Posted by: michaeldavidpower | October 5, 2009

A new axis about which the world of risk will rotate?

Local Currency Emerging Market Debt: a profitable way to educate fixed income investors about tomorrow’s world of risk

A year on from the demise of Lehman Brothers, the effective nationalization of AIG and the corralling of the free-running bull that was Merrill Lynch, we are only now beginning to grasp the enormity and historical significance of what has happened: we are in the twilight of the age when the United States essentially defined the foundation of risk. Henceforth the axis upon which this world will rotate will shift decisively Eastwards.

A year ago, financial markets were hit by the equivalent of a nuclear accident. The core of the power station of risk was damaged; the twin reactors upon which the calculation of global risk were traditionally based – the yield on the 10 year United States Treasury Bill (UST) and the numeraire of that yield, the US Dollar – both have visible cracks in them. Few believe that they can be restored to their status quo ante.

Yet when the meltdown hit financial markets a year ago, the reflex reaction by most global investors was a flight to the safety of US Dollar-denominated assets, especially Treasury Bills. Today, many investors realise that this sheep-like response actually increased their risk profiles; last year’s flows were often a “flight to danger”. Such investors now realise the phrase “the full faith and credit of the US Government” no longer carries with it the cast-iron sense of security that, a decade ago, ensured that the yield on the 10 year UST was effectively the mathematical definition of the “risk free rate”.

* [Set problem A]
Convert the part of the records that opens with the line containing "Locate every instance of the tall" and closes with the last line of the records into a Markdown table with the columns Row and Line. Give each row a number and leave out blank lines.

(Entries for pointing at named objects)
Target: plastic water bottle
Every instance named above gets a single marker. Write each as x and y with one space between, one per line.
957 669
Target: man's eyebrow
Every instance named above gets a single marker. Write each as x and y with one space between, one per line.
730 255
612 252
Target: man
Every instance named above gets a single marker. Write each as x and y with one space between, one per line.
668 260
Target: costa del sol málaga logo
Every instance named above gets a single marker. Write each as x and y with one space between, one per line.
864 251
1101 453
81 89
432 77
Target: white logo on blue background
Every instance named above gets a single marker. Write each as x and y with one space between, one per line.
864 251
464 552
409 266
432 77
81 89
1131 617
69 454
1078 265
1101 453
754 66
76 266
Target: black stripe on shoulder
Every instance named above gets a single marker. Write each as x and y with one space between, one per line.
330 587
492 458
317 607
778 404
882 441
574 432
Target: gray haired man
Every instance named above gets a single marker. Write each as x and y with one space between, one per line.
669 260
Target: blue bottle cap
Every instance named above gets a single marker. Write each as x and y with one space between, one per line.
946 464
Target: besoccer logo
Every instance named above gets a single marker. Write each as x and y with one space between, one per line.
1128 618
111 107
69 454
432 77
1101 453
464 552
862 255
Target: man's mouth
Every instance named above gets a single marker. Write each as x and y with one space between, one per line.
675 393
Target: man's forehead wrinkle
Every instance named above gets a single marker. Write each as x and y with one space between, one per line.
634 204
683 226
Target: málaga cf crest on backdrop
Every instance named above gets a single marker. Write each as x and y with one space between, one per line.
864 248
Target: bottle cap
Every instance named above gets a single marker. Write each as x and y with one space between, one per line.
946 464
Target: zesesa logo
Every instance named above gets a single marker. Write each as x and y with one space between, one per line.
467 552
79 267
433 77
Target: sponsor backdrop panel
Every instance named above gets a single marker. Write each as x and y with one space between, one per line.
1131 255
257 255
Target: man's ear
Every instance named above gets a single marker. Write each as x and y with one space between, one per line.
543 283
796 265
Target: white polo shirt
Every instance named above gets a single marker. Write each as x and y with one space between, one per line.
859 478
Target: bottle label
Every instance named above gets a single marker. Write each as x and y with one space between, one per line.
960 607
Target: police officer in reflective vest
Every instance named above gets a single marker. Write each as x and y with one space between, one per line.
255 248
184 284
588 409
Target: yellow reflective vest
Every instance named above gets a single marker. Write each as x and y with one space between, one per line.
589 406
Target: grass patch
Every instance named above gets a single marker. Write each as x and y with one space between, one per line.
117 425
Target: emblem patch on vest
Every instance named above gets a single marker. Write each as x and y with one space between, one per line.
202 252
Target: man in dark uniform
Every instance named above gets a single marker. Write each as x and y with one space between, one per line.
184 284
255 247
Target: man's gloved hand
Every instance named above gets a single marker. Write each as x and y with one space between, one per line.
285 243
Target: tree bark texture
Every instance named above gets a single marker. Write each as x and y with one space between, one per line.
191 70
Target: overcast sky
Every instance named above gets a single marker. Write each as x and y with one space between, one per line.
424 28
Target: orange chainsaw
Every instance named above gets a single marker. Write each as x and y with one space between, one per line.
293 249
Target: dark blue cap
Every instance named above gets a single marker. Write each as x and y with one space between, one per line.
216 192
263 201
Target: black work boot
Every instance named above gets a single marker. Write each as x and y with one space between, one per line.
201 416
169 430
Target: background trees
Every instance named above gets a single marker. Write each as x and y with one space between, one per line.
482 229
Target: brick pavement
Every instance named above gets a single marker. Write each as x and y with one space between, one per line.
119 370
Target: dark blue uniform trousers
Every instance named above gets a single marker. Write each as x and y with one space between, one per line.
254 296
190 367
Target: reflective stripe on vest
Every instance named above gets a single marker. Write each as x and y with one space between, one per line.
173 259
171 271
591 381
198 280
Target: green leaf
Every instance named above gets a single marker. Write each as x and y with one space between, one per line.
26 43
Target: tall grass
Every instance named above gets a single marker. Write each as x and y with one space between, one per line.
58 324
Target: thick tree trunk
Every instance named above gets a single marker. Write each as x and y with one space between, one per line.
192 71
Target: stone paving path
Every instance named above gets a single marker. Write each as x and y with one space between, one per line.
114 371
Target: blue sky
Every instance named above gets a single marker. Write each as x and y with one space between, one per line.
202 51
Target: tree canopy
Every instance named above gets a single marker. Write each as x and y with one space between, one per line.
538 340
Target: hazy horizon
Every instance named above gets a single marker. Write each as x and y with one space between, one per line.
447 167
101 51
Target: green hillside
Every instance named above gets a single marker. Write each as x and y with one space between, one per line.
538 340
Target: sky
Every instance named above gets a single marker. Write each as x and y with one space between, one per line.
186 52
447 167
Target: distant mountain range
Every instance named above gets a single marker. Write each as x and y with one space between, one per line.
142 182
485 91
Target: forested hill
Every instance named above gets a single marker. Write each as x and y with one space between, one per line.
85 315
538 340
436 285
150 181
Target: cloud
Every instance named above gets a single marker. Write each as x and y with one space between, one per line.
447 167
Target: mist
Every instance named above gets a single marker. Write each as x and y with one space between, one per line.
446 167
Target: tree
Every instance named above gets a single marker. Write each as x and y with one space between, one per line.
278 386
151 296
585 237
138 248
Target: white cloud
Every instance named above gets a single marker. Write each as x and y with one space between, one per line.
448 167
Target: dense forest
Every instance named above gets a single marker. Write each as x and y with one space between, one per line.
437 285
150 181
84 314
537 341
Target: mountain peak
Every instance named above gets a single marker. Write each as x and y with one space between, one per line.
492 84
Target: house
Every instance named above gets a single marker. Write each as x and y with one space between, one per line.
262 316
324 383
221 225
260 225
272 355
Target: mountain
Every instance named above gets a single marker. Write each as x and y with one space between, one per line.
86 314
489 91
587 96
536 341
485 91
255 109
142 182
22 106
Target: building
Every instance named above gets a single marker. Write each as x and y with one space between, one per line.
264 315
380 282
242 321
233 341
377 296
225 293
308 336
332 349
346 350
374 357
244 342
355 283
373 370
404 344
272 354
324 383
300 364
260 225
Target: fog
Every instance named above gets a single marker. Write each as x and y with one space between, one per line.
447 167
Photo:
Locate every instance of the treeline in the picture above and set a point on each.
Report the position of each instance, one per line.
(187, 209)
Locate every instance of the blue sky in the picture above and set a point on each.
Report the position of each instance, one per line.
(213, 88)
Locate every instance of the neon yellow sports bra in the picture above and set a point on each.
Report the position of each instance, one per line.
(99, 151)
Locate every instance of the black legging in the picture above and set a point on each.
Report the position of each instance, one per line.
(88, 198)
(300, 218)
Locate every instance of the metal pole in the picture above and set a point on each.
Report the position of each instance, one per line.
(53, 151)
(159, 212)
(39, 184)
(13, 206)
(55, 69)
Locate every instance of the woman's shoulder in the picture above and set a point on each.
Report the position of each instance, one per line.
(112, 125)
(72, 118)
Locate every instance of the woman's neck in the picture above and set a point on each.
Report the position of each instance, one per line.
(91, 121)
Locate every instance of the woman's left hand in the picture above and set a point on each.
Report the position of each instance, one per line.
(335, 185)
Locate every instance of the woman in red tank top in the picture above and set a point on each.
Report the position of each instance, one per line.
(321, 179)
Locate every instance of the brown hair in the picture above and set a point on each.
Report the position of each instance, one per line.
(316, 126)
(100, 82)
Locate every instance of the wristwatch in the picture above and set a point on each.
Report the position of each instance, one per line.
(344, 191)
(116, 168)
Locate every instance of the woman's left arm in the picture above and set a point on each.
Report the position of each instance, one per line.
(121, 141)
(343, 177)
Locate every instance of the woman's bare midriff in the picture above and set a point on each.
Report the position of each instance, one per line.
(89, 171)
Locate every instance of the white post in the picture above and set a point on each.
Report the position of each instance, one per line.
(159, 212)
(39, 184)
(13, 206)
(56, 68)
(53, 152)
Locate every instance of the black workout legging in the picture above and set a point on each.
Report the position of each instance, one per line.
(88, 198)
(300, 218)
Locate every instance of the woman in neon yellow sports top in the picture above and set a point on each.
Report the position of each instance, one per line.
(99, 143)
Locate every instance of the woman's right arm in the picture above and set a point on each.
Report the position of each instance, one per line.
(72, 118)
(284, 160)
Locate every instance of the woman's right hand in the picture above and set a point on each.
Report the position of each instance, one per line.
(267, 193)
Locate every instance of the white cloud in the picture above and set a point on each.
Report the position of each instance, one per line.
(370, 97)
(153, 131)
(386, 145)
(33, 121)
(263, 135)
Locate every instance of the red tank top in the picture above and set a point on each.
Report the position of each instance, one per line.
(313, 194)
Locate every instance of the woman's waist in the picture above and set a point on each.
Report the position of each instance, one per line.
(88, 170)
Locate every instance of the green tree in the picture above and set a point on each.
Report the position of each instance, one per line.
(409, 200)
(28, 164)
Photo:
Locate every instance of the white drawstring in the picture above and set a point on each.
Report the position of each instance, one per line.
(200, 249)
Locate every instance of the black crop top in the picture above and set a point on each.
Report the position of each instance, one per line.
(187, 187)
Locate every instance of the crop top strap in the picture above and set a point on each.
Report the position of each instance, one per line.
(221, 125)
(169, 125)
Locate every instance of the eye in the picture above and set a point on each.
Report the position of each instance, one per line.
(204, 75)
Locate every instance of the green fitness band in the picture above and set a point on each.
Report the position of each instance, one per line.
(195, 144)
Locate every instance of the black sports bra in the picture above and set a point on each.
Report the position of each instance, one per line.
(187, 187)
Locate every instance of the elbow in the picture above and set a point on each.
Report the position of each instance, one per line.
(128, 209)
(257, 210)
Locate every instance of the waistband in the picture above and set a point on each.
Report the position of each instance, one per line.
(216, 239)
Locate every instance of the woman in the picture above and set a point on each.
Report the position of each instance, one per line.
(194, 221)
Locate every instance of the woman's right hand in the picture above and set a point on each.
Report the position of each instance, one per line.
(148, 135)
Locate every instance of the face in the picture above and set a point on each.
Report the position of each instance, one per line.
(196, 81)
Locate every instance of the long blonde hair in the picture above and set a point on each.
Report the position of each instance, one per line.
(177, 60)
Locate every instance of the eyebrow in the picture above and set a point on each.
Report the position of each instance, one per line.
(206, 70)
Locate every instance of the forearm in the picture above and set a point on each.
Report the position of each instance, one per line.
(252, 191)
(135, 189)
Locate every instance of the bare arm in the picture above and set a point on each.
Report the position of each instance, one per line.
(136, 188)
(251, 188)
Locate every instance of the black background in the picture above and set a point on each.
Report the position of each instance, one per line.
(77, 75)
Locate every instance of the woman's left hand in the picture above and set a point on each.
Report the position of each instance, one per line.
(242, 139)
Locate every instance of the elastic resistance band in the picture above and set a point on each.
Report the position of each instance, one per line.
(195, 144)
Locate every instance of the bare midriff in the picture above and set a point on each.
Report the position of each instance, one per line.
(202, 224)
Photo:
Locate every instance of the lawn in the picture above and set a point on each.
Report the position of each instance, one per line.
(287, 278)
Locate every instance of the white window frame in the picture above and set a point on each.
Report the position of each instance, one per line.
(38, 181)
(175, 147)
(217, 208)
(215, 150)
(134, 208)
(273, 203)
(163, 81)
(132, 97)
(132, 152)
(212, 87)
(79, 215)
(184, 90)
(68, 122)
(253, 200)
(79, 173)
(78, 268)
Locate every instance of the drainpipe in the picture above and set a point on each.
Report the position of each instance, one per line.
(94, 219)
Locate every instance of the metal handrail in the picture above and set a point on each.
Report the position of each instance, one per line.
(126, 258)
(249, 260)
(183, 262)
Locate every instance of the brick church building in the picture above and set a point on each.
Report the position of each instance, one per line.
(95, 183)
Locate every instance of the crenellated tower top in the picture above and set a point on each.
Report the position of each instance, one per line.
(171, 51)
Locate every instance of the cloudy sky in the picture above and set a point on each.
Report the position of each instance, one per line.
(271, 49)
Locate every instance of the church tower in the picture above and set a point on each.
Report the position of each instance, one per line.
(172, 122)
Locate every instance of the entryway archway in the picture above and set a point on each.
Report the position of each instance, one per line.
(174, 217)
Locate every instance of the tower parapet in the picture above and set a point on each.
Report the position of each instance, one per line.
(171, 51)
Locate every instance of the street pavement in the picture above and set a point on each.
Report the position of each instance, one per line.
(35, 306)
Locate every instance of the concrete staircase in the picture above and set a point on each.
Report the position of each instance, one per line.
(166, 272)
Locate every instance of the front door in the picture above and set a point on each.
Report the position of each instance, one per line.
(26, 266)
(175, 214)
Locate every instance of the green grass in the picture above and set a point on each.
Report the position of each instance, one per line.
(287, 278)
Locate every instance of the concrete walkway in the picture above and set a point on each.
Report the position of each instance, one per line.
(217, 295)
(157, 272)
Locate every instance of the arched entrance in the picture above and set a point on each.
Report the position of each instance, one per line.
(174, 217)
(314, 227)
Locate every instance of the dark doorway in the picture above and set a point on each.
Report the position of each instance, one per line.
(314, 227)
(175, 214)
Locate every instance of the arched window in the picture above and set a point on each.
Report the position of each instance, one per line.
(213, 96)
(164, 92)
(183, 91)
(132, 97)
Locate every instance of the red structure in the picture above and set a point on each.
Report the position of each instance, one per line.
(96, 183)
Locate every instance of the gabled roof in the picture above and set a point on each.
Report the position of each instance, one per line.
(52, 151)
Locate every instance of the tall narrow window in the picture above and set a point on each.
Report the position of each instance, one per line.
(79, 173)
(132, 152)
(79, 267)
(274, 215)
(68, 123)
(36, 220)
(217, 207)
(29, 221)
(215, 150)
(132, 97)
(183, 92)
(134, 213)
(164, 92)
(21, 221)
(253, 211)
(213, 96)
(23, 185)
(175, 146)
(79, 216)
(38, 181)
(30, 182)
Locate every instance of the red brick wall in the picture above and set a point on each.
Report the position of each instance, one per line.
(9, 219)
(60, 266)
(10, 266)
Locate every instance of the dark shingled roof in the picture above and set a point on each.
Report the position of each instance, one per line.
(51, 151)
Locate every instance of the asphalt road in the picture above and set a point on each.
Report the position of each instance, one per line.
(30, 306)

* [Set problem B]
Reproduce verbatim the part of the post on emerging market debt that opens with the words "A year ago, financial" and closes with "status quo ante.".

* [Complete answer A]
| Row | Line |
|---|---|
| 1 | Locate every instance of the tall narrow window in the picture above and set a point on each. |
| 2 | Report the position of each instance, one per line. |
| 3 | (79, 173) |
| 4 | (132, 152) |
| 5 | (79, 267) |
| 6 | (274, 215) |
| 7 | (68, 123) |
| 8 | (36, 220) |
| 9 | (217, 207) |
| 10 | (29, 221) |
| 11 | (215, 150) |
| 12 | (132, 97) |
| 13 | (183, 92) |
| 14 | (134, 213) |
| 15 | (164, 92) |
| 16 | (21, 221) |
| 17 | (253, 211) |
| 18 | (213, 96) |
| 19 | (23, 185) |
| 20 | (175, 146) |
| 21 | (79, 216) |
| 22 | (38, 181) |
| 23 | (30, 182) |
| 24 | Locate every instance of the red brick wall in the picture above and set a point on each. |
| 25 | Report the position of each instance, one per line. |
| 26 | (9, 219) |
| 27 | (60, 266) |
| 28 | (10, 266) |
| 29 | Locate every instance of the dark shingled roof in the picture above and set a point on each. |
| 30 | Report the position of each instance, one per line. |
| 31 | (51, 151) |
| 32 | Locate every instance of the asphalt road in the picture above and set a point on each. |
| 33 | Report the position of each instance, one per line. |
| 34 | (30, 306) |

* [Complete answer B]
A year ago, financial markets were hit by the equivalent of a nuclear accident. The core of the power station of risk was damaged; the twin reactors upon which the calculation of global risk were traditionally based – the yield on the 10 year United States Treasury Bill (UST) and the numeraire of that yield, the US Dollar – both have visible cracks in them. Few believe that they can be restored to their status quo ante.